• [DATASET RECORDS]:
----------
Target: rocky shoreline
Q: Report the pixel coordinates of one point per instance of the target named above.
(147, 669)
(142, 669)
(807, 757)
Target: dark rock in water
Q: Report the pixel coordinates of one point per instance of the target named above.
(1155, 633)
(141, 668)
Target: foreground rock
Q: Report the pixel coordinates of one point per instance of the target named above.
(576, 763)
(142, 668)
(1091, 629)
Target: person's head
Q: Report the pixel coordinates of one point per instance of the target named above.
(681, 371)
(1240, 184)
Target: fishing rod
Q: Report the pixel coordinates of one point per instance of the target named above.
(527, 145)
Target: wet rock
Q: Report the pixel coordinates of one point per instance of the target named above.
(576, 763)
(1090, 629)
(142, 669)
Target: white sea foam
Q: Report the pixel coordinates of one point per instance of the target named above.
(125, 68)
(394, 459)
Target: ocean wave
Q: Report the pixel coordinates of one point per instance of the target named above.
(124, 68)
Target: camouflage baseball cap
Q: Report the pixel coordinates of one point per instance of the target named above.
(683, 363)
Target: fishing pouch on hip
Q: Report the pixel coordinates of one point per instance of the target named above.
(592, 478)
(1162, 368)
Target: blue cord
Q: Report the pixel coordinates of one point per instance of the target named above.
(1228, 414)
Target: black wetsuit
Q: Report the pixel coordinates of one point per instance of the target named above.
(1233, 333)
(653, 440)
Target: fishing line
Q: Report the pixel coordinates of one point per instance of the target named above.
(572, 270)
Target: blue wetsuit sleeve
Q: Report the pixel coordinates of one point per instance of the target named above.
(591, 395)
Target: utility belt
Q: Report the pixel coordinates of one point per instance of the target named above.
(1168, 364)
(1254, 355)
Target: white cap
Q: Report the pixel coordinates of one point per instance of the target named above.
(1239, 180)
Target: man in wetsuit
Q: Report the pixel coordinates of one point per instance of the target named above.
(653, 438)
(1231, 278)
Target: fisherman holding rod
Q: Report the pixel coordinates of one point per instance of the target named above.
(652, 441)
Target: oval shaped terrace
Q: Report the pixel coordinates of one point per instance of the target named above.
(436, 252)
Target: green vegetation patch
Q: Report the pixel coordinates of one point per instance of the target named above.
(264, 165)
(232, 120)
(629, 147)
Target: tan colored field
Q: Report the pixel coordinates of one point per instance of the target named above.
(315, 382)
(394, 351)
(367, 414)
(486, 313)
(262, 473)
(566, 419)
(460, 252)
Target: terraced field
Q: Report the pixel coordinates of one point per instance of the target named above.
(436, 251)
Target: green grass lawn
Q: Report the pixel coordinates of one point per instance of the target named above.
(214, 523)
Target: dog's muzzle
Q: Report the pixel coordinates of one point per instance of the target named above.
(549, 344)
----------
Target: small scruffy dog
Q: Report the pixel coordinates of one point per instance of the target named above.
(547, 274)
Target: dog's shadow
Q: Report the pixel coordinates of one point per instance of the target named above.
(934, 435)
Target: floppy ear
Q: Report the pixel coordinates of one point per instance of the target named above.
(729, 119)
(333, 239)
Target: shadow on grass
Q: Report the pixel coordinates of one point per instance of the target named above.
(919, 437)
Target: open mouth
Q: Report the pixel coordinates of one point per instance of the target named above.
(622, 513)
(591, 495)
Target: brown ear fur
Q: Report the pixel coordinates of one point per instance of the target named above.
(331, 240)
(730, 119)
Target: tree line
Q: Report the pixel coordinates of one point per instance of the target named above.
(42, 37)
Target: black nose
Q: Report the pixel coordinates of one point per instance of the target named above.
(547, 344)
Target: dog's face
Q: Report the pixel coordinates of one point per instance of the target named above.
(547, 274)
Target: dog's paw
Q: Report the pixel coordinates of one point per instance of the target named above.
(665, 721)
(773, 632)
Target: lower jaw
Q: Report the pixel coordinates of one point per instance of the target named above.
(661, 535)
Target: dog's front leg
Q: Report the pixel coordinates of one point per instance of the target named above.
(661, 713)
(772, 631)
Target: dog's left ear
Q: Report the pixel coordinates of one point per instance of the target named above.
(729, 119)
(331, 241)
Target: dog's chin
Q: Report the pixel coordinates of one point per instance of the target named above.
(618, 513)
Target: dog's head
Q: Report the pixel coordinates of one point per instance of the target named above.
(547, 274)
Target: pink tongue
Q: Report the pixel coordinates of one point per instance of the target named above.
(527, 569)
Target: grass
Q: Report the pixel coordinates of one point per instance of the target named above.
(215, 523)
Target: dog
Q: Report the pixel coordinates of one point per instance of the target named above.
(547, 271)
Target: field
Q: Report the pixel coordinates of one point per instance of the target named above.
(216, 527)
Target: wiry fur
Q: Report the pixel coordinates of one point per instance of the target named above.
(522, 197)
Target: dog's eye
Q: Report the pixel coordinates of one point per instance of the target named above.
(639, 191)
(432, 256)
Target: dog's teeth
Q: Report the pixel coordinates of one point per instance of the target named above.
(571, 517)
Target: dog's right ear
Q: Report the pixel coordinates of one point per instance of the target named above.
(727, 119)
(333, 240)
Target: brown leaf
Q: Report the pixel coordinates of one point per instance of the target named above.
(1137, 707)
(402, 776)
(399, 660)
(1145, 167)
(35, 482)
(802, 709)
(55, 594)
----------
• [TASK INSTRUCTIONS]: Reproduce the stretch of lines from the one containing "Target: dark rock in water" through the one containing "(1240, 184)", both included.

• [TASK OUTPUT]:
Target: dark rock in water
Q: Report the pixel coordinates of one point per instance of the target named above.
(1155, 633)
(141, 668)
Target: foreground rock
Q: Report the pixel coordinates of one point per instance of the target named above.
(576, 763)
(142, 668)
(1091, 629)
Target: person's head
Q: Report the pixel coordinates of one point per instance of the target named above.
(681, 371)
(1240, 184)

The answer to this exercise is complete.